Repite sin cambiar nada las líneas que van desde el comienzo hasta la que contiene "column 702, row 239", ambas incluidas.

###

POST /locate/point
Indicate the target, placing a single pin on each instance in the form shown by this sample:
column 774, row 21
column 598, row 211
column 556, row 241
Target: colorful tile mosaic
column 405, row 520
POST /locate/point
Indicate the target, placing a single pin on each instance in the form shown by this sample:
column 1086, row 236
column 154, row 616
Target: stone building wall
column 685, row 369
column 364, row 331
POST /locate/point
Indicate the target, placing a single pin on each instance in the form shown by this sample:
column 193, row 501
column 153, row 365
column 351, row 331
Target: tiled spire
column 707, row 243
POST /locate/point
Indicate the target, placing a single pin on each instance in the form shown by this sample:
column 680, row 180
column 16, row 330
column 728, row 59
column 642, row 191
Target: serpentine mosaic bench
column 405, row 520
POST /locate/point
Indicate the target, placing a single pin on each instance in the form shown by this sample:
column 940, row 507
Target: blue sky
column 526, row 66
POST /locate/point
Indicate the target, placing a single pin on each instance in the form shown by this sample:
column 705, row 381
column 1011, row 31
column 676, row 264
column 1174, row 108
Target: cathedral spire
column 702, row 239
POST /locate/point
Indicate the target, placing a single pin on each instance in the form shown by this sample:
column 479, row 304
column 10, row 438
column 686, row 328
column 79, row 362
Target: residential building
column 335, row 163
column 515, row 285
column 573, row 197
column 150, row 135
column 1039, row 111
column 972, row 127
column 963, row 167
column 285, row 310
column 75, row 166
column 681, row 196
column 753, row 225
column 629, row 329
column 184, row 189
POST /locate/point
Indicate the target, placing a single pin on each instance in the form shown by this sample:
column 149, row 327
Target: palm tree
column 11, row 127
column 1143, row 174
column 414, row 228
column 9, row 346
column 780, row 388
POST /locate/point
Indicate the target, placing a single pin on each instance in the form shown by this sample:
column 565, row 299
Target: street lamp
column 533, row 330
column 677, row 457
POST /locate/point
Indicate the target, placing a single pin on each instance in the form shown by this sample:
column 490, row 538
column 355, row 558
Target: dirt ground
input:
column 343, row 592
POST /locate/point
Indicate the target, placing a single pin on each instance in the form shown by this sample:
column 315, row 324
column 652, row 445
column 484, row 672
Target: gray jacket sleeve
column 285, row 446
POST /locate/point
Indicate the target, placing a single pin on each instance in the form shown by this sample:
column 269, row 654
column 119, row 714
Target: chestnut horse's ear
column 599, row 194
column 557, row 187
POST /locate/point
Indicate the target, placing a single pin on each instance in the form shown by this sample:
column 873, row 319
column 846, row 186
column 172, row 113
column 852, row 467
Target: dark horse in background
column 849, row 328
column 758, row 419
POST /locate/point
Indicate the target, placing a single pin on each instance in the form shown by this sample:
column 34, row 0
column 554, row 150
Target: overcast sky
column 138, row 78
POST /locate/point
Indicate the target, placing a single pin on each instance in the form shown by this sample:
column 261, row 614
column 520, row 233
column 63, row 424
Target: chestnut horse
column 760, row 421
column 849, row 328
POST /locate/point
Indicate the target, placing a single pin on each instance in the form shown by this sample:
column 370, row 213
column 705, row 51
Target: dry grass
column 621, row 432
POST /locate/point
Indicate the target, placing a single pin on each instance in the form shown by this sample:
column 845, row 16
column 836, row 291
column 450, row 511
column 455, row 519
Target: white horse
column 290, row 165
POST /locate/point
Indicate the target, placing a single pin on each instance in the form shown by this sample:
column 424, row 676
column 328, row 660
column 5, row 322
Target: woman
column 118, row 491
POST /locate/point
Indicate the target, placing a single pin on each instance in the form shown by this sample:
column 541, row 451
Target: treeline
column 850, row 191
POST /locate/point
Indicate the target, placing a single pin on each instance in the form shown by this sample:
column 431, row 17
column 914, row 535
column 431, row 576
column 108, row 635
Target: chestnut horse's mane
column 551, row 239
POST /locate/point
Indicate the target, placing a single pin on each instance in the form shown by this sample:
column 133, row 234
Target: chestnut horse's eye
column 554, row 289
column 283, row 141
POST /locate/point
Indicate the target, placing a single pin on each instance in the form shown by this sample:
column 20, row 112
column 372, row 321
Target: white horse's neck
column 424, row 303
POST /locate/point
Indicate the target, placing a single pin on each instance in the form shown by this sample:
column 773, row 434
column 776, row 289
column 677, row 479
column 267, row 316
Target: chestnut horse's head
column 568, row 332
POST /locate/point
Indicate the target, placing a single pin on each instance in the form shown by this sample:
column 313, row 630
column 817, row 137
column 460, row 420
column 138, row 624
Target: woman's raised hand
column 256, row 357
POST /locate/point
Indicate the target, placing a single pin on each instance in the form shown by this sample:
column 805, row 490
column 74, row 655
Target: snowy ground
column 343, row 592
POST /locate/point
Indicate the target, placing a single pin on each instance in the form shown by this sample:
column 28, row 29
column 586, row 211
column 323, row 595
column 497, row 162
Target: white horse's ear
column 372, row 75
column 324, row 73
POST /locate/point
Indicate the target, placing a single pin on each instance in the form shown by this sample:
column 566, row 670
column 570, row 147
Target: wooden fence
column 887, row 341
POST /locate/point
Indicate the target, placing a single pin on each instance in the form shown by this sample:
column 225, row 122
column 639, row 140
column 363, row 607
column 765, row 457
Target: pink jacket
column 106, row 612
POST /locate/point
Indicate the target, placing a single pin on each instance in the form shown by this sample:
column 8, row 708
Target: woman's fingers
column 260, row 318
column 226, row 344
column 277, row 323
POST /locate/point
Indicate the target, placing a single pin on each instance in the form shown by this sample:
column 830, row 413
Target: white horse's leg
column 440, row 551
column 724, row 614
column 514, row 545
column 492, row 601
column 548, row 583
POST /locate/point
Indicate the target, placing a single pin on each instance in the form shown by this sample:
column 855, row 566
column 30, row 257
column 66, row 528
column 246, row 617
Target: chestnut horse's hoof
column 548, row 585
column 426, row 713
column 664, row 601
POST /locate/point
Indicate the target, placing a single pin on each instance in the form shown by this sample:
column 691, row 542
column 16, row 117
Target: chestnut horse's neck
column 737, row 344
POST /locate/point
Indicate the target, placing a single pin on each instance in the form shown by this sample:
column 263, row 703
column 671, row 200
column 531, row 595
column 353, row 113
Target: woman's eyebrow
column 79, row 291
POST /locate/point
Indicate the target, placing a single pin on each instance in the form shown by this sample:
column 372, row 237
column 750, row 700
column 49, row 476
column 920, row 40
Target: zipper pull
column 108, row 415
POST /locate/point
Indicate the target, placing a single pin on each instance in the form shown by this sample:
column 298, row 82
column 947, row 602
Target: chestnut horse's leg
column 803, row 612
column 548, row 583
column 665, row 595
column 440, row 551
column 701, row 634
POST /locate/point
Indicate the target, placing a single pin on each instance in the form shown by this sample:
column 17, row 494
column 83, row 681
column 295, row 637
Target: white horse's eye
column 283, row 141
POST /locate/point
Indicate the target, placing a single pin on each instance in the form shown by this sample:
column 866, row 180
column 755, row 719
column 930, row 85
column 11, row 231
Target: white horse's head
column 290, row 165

###

> [Resultado completo]:
POST /locate/point
Indicate the target, placing a single pin on each instance in the form shown by this sample:
column 774, row 21
column 598, row 211
column 556, row 241
Target: colorful tile mosaic
column 405, row 520
POST /locate/point
Indicate the target, placing a single pin on each instance in the form shown by this sample:
column 1086, row 236
column 154, row 616
Target: stone building wall
column 685, row 369
column 364, row 331
POST /locate/point
Indicate the target, placing a single pin on each instance in the form shown by this sample:
column 193, row 501
column 153, row 365
column 351, row 331
Target: tiled spire
column 707, row 243
POST /locate/point
Indicate the target, placing a single pin on each instance in the form shown by this sample:
column 680, row 180
column 16, row 330
column 728, row 59
column 642, row 191
Target: serpentine mosaic bench
column 405, row 520
POST /locate/point
Indicate the target, placing a single pin on each instance in the form shown by this sample:
column 940, row 507
Target: blue sky
column 526, row 66
POST /locate/point
Indicate the target, placing a single pin on each instance in the form shown by this sample:
column 705, row 381
column 1011, row 31
column 676, row 264
column 1174, row 108
Target: cathedral spire
column 702, row 239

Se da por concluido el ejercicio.